Given records:
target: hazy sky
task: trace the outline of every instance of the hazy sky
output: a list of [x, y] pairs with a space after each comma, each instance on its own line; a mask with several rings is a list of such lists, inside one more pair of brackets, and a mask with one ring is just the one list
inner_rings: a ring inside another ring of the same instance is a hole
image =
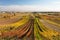
[[60, 0], [0, 0], [0, 11], [60, 11]]

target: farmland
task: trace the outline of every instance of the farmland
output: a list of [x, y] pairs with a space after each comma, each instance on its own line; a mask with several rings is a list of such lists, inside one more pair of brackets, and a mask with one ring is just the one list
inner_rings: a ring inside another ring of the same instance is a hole
[[60, 13], [0, 13], [0, 40], [60, 40]]

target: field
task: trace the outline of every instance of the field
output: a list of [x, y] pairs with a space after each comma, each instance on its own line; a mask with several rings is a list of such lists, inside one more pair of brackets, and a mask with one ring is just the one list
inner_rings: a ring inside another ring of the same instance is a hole
[[2, 12], [0, 40], [60, 40], [60, 13]]

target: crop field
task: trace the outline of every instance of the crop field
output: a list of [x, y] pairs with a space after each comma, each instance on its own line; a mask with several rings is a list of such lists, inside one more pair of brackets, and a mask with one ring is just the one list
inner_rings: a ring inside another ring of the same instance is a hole
[[60, 13], [0, 13], [0, 40], [60, 40]]

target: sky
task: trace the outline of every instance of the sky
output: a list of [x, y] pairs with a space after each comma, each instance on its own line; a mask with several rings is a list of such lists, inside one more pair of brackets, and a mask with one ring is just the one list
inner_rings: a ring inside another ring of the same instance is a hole
[[60, 0], [0, 0], [0, 11], [60, 11]]

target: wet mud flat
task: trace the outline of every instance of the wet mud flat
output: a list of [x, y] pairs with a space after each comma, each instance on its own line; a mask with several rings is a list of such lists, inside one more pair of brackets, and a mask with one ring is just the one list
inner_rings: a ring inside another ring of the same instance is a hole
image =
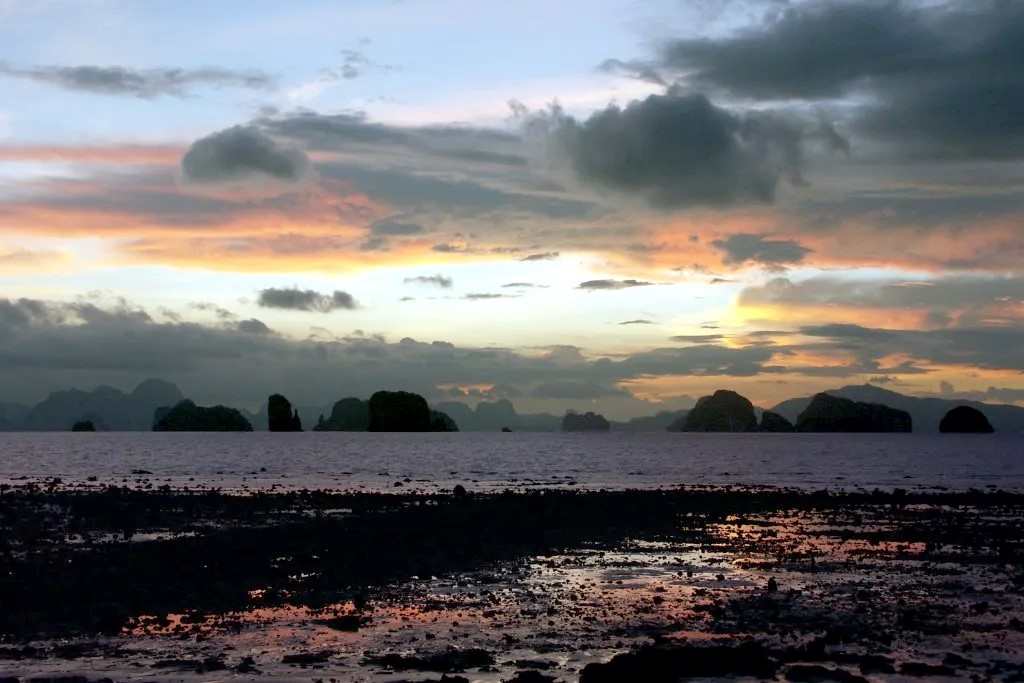
[[0, 492], [0, 680], [1024, 681], [1024, 496]]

What is expected: From the material above, pull out every line that contains the string "target" and list those lines unchanged.

Output for this task:
target: hazy sky
target: farmland
target: field
target: crop field
target: sky
target: wet mud flat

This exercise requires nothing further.